▶ [Text shown]
::::::::::

Dissertation Defense - Palimpsestic Blackness: Memes, Aesthetics, and Relation

Dissertation Defense - Palimpsestic Blackness: Memes, Aesthetics, and Relation
Join us on Friday, March 28 online or in-person for Rahma Haji's PhD Dissertation Defense
Palimpsestic Blackness: Memes, Aesthetics, and Relation
Dissertation Committee: GerShun Avilez, Eva Hageman, Alexis Lothian, Will Mosley, Marisa Parham, Iván A Ramos
Abstract
This dissertation focuses on the relational aesthetics of the meme to consider more broadly the history of blackness and relation. A meme can represent a sentiment or an idea, often through mechanizing humor, play, and irony. In considering the meme, I am interested in how black visual and sonic performances attend to the “feltness” or relatability of blackness. I argue that the meme, its forms, and its movements can be understood within a larger genealogy of black cultural forms. Like many genres in black musical productions, ranging from jazz, blues, Motown, gospel, R&B, and hip-hop, the meme is a practice of call-and-response. Virality is dependent upon the popularity of the image being used. The idea and emotionality of the image is predicated on the image being used. I look to contemporary black art and its expressions of abstractions and surreal articulations to situate the meme as an aesthetic form central to how we communicate and relate. To this end, I examine the performance art of Adrian Piper and the video works of Arthur Jafa. Arthur Jafa’s work in Love is the Message, The Message is Death(2016) and The White Album(2018) calls attention to affective attachments around the project of racialization and considers the logic of enjoyment and empathy through how blackness exists as a public feeling. Piper’s works–Calling Cards 1 & 2(1986-1990), Funk Lessons(1982-1984) and Thwarted Projects, Dashed Hopes, A Moment of Embarrassment(2012)– underscore the various assumptions of the project of racialization and gendering and how ultimately, these assumptions inhibit relationality. Furthermore, her works attend to the affective dimension of race through mechanizing irony, play, discomfort, shock, shame, and absurdity in embodied and relational performance. In Piper and Jafa’s works, I am especially interested in how they privilege the experiential instead of just the ontological. I contend that by studying the aforementioned artist’s works through memetic aesthetics, we can analyze the performativity and contingency of identity.

::::::::::

▶ [Prompt]
Answer these questions using the dissertation defense announcement.
(a) On what day and date is the defense held?
(b) What year is given for Arthur Jafa's The White Album?
(c) The abstract compares the meme to many black musical genres. What practice does it say they share?

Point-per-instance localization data
::::::::::

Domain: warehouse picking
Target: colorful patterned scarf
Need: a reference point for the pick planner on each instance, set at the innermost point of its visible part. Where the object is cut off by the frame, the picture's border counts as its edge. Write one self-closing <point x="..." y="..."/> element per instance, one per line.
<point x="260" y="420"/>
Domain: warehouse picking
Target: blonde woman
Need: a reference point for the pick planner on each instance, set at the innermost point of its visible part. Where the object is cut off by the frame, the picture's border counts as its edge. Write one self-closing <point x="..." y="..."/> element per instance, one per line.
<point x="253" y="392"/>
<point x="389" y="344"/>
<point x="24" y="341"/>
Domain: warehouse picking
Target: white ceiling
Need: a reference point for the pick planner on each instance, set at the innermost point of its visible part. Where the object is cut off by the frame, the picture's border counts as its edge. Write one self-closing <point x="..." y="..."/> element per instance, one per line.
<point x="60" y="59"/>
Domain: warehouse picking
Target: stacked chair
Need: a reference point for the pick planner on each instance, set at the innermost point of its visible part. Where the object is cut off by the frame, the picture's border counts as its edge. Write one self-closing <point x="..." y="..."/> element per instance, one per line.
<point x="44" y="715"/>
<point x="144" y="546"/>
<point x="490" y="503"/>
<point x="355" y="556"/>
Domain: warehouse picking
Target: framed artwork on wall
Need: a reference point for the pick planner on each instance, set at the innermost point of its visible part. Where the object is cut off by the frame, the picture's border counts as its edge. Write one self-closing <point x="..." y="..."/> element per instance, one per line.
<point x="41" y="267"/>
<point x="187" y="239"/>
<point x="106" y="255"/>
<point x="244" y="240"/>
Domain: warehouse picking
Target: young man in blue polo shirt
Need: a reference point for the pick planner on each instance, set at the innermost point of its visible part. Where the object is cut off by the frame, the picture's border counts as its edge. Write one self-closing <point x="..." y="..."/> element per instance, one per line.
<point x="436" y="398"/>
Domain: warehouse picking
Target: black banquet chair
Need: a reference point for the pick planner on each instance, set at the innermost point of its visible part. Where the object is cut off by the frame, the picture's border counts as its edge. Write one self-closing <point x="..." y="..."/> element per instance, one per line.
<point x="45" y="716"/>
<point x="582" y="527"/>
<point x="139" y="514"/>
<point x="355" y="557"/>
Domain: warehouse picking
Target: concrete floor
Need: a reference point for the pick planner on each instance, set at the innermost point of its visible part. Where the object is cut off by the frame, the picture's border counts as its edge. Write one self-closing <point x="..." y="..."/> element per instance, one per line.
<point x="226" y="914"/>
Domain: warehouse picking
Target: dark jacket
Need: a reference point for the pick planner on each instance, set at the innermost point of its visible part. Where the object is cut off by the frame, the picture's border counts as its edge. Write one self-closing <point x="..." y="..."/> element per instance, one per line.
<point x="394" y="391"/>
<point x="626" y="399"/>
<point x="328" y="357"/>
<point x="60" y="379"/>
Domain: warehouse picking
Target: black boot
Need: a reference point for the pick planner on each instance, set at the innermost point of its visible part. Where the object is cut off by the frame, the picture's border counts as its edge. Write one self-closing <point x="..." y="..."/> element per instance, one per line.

::::::::::

▶ [Finished exercise]
(a) Friday, March 28
(b) 2018
(c) Call-and-response